**Short exercise**. Everything from the line with "Exercise. Mark the handrail" through the last line of the records below should be copied exactly, both ends included.

===

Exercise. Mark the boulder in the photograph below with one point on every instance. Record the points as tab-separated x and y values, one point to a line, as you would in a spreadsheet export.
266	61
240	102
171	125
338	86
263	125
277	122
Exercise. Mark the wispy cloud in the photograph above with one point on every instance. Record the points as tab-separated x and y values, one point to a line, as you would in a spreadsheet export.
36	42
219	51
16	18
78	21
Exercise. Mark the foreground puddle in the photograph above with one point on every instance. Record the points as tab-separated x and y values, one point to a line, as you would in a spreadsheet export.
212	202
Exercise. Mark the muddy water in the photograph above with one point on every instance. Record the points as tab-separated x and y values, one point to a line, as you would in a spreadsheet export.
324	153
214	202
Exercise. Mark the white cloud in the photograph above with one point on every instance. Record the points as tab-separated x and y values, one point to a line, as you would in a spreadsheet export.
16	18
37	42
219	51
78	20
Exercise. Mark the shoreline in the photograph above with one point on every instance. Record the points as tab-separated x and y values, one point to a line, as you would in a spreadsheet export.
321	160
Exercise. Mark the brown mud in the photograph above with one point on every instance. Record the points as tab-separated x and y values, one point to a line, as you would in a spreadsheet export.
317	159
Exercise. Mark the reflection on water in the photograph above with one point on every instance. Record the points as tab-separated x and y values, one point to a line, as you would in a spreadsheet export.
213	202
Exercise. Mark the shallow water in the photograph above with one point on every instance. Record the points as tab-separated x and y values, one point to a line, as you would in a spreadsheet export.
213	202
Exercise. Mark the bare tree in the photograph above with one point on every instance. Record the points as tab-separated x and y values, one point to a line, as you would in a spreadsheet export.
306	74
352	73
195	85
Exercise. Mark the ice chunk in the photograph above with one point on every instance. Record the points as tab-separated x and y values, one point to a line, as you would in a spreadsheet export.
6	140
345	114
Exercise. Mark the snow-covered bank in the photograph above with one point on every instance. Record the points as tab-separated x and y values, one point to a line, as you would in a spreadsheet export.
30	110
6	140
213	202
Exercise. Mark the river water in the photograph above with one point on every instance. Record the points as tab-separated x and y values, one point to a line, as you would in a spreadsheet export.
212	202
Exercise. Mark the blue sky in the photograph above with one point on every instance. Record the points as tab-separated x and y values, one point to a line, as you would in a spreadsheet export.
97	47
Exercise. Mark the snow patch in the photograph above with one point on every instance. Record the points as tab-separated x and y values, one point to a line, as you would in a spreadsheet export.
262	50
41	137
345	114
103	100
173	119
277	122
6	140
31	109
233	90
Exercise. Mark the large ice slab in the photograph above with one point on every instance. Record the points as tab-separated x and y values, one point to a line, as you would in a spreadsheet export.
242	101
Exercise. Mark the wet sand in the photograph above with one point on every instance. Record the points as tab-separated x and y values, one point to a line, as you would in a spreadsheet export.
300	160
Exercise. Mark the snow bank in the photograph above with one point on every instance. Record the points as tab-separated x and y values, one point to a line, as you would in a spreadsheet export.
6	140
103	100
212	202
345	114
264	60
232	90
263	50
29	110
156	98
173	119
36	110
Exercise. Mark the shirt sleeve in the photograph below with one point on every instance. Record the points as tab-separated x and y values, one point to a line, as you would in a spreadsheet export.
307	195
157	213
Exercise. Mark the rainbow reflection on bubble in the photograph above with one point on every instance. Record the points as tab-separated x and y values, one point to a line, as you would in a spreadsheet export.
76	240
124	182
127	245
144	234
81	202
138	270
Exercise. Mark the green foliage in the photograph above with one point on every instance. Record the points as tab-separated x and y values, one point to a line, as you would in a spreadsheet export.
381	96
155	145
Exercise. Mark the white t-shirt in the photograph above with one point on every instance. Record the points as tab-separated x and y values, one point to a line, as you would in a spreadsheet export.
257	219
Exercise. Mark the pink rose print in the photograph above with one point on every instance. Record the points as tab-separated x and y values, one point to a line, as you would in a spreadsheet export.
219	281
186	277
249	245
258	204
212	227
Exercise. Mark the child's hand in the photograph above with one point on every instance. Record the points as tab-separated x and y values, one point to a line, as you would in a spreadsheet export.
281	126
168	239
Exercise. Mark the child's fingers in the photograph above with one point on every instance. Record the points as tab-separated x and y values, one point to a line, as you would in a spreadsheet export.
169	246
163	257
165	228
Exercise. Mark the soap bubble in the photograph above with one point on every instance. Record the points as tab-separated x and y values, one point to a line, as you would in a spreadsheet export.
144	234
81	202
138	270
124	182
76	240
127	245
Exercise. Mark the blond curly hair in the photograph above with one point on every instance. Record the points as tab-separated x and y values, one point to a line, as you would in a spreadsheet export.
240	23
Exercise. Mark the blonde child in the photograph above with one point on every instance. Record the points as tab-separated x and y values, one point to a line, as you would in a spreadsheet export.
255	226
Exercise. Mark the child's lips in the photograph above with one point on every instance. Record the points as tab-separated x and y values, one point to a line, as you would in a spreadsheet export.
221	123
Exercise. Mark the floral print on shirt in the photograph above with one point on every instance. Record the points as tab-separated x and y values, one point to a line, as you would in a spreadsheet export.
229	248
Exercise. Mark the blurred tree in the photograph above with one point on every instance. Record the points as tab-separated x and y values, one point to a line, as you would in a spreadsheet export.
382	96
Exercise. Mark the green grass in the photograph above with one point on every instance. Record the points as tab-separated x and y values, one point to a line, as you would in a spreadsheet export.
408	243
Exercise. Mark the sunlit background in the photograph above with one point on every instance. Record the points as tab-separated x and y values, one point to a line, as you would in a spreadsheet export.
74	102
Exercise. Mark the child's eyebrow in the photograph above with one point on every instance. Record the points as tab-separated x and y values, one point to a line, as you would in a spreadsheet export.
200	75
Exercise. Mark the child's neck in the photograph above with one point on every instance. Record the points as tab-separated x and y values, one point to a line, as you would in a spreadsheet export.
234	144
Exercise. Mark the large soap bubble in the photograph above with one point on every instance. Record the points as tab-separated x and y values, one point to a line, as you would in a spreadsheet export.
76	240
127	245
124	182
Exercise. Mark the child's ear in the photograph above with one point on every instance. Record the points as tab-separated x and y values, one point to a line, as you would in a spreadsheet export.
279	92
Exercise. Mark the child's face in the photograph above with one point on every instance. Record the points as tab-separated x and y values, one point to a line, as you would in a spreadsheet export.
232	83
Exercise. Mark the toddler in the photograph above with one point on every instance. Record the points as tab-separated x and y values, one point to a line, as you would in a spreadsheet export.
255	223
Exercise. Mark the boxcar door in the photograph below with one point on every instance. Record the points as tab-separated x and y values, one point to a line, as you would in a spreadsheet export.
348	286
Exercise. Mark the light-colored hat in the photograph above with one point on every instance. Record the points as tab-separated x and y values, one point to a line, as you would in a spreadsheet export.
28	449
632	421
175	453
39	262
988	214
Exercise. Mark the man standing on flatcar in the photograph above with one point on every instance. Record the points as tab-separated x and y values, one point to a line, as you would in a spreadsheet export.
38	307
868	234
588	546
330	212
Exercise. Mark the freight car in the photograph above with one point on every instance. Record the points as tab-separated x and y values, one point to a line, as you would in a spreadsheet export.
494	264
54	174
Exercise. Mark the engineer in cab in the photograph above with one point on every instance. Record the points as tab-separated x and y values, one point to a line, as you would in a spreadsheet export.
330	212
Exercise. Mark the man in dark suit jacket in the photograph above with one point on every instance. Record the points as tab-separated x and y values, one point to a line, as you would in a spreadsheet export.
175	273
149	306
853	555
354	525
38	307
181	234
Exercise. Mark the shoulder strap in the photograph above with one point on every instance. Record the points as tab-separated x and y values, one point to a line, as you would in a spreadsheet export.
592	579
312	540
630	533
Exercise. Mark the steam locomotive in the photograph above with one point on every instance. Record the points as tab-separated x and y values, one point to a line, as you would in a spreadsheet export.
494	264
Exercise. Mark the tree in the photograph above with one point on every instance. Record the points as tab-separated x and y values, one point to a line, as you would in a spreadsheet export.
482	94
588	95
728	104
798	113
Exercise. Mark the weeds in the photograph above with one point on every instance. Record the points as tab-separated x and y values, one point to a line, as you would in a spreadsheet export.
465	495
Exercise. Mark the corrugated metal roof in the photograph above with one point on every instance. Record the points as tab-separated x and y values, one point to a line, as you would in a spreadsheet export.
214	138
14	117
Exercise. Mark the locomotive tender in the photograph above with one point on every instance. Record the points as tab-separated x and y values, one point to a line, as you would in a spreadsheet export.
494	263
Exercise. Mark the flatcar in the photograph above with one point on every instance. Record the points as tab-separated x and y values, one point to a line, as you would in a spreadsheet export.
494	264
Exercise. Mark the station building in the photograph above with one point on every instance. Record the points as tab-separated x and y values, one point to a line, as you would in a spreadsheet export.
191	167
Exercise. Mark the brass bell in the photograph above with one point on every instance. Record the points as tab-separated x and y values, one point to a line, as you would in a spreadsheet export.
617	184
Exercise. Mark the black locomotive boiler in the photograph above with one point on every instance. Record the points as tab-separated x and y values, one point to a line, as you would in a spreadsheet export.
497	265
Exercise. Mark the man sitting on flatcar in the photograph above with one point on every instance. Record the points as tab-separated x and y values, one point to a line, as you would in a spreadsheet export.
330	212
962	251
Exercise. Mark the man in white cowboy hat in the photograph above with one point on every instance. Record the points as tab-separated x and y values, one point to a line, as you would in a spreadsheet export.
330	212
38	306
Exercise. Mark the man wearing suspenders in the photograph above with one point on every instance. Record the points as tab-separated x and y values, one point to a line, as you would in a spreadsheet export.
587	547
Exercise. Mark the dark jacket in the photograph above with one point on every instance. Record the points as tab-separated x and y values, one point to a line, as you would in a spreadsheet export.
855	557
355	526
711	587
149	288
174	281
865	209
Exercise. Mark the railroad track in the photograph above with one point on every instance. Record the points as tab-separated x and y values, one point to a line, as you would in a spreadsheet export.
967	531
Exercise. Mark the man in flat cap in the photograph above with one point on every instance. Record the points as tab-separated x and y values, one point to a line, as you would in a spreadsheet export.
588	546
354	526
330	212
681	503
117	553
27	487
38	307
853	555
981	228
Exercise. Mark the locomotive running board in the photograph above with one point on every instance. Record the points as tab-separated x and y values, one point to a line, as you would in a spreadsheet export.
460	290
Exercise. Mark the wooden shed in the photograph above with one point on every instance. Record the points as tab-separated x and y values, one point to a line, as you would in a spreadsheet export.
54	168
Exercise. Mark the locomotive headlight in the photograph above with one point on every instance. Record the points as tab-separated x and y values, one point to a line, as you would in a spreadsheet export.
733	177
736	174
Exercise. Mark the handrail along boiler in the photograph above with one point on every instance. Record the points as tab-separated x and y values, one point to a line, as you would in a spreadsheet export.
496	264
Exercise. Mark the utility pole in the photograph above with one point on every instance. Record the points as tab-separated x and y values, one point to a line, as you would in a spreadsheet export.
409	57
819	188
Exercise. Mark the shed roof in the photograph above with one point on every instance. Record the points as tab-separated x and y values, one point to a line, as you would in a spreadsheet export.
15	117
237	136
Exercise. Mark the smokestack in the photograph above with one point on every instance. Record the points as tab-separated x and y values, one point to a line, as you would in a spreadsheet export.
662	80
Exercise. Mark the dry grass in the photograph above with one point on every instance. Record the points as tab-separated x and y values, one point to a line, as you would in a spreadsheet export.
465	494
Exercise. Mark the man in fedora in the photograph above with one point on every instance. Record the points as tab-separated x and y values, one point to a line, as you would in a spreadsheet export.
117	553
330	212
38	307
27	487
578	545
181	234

===

**Solution to this problem**.
Exercise. Mark the handrail along boiler in the photograph above with one point on every instance. Record the points as tab-separated x and y values, one point to a line, as you would in a spreadsheet export.
496	264
Exercise. Mark the utility pole in the photograph above with one point on every instance. Record the points as tab-separated x and y values, one point to a line, as you would in a spreadsheet export.
409	57
819	188
Exercise. Mark the shed roof in the photograph above with one point on every instance. Record the points as tab-separated x and y values, one point to a line, as you would in a spreadsheet export.
15	117
237	136
Exercise. Mark the smokestack in the photograph above with one point on every instance. Record the points as tab-separated x and y values, one point to a line, as you would in a spreadsheet export.
662	80
Exercise. Mark the dry grass in the photograph above with one point on every instance. Record the points as tab-separated x and y values, one point to a line, as you would in a spreadsheet export.
465	494
Exercise. Mark the man in fedora in the photograph above with one point on every instance. Record the points as tab-separated x and y values, one point to a line, as you would in a spreadsheet export.
117	553
330	212
38	307
27	487
578	545
181	234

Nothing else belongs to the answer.